Records shown
※ ※ ※
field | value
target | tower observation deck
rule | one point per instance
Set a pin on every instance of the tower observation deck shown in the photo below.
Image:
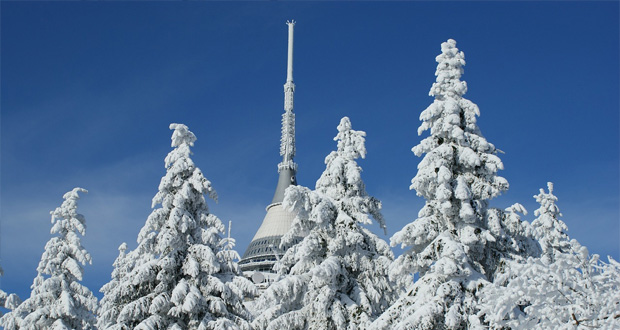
(264, 249)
※ ※ ※
Your task
Please reproduce the records above exactly, leaving out every picture.

Problem solution
field | value
target | tower observation deck
rule | one point per instance
Set a pin on every instance of the tower observation deck shown in the photo below.
Image:
(264, 249)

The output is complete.